▶ [Given text]

•••••

To host the new website, we are using GitHub Pages
like for the old website. GitHub Pages is perfect for hosting static sites and
integrates very well with GitHub Actions.
Within the
deploy.yaml
GitHub Action, we are building and deploying our website:
---
name: Deploy
on:
push:
branches:
- main
jobs:
build-website:
name: Build Website
runs-on: ubuntu-latest
permissions:
contents: read
pages: write
id-token: write
steps:
# Checkout the repository, setup Go and Node.js, install the Go and
# Node.js dependencies and build the "generator" binary
- name: Checkout
uses: actions/checkout@v4
- name: Setup Go
uses: actions/setup-go@v5
with:
go-version-file: go.mod
cache: true
cache-dependency-path: go.sum
- name: Setup Node
uses: actions/setup-node@v4
with:
node-version: "20"
cache: npm
cache-dependency-path: package-lock.json
- name: Setup Pages
uses: actions/configure-pages@v5
- name: Install Dependencies / Build Binary
run: |
go mod download
go build -o generator .

•••••

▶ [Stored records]
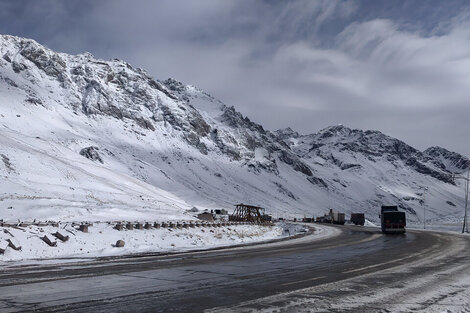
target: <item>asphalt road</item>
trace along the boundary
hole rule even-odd
[[[470,251],[466,237],[419,231],[382,235],[372,228],[339,228],[340,235],[313,242],[11,267],[0,271],[0,312],[256,311],[275,307],[294,312],[295,308],[286,307],[288,292],[354,281],[400,266],[412,268],[403,275],[362,279],[349,288],[353,289],[349,294],[364,294],[377,285],[465,264]],[[423,260],[430,263],[411,266]],[[328,303],[348,295],[321,289],[312,292]],[[281,294],[284,296],[257,301]],[[308,304],[303,306],[308,308]],[[328,305],[322,308],[332,311]],[[351,311],[356,309],[366,311],[357,306]]]

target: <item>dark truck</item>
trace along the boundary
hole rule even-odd
[[[364,226],[365,222],[364,213],[351,213],[351,223],[354,223],[354,225]]]
[[[382,224],[382,232],[385,234],[405,232],[405,212],[398,211],[398,207],[396,205],[382,206],[380,210],[380,221]]]

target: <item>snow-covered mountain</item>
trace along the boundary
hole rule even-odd
[[[0,36],[0,219],[183,218],[258,204],[276,215],[332,207],[377,219],[461,214],[452,181],[470,161],[343,126],[270,132],[206,92],[120,60]],[[427,189],[426,201],[423,191]]]

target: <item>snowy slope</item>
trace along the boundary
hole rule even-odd
[[[460,215],[450,171],[467,159],[336,128],[272,133],[194,86],[0,36],[0,219],[188,218],[245,202],[375,220],[386,202],[419,220],[425,187],[427,217]]]

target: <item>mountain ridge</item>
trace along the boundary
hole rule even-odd
[[[10,185],[0,205],[21,211],[4,212],[7,218],[54,215],[29,201],[34,197],[76,198],[62,205],[67,218],[82,216],[87,206],[90,216],[109,218],[116,207],[168,206],[180,216],[194,205],[251,202],[278,215],[317,215],[328,207],[370,213],[386,202],[418,221],[425,187],[435,206],[431,218],[456,217],[463,201],[452,171],[470,162],[444,148],[419,151],[379,131],[342,125],[309,135],[271,132],[203,90],[156,80],[124,61],[55,53],[5,35],[0,52],[0,147],[10,164],[0,166]],[[34,158],[37,168],[24,163]],[[118,203],[86,187],[90,179],[100,190],[111,188]],[[44,180],[60,192],[43,188]],[[54,207],[60,212],[60,204]]]

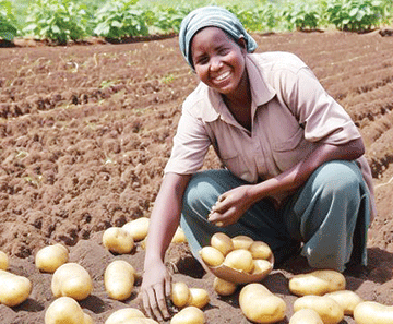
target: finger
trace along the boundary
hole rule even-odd
[[[142,300],[143,300],[143,309],[146,312],[147,316],[154,319],[154,314],[152,312],[150,304],[148,293],[146,291],[143,291]]]
[[[148,301],[150,301],[150,316],[158,321],[163,321],[163,315],[158,309],[156,293],[153,289],[148,289]]]
[[[223,219],[223,215],[219,213],[211,213],[207,216],[207,220],[218,227],[223,227],[225,225],[225,219]]]
[[[171,295],[171,276],[169,276],[166,280],[165,280],[165,296],[167,299],[170,298]]]
[[[158,302],[158,311],[160,314],[163,314],[164,319],[169,319],[169,312],[166,304],[166,296],[164,293],[164,286],[163,285],[156,285],[155,286],[155,295]]]

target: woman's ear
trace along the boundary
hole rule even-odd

•••••

▶ [Stated exercise]
In the text about hosting the website on GitHub Pages, what Node.js version does the Setup Node step specify?

▶ [Result for this task]
Version 20.